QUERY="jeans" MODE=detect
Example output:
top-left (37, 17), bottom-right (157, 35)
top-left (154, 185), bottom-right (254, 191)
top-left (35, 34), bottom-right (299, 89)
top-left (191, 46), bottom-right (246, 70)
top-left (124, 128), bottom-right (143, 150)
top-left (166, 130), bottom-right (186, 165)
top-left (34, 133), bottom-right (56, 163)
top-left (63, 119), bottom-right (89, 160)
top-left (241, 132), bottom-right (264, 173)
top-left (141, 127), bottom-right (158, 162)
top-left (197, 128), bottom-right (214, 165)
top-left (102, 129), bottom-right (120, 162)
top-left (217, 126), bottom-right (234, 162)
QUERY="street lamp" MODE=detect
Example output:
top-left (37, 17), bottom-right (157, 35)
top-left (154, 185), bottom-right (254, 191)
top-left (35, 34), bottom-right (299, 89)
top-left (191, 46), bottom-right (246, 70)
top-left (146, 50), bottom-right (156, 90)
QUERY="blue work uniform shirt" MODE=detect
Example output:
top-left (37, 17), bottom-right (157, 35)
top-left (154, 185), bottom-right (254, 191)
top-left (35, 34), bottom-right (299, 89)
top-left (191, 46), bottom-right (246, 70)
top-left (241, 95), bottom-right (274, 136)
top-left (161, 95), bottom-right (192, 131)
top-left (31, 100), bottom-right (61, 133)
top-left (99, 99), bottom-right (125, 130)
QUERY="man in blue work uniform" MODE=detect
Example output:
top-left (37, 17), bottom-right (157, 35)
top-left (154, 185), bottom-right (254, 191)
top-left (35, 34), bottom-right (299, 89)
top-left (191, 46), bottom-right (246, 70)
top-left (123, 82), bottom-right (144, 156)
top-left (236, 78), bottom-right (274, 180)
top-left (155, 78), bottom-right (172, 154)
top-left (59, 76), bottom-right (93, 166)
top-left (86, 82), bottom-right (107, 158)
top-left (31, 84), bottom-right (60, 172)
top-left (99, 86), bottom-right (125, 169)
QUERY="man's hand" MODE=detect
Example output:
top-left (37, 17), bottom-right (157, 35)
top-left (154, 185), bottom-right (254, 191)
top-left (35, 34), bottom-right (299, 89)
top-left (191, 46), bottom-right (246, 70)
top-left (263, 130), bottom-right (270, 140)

#### Task details
Copy out every line of the material above that contains the string "blue". Matches are case-sensitive.

#### Exercise solution
QUERY="blue work uniform shirt" MODE=detect
QUERY="man in blue work uniform" MODE=detect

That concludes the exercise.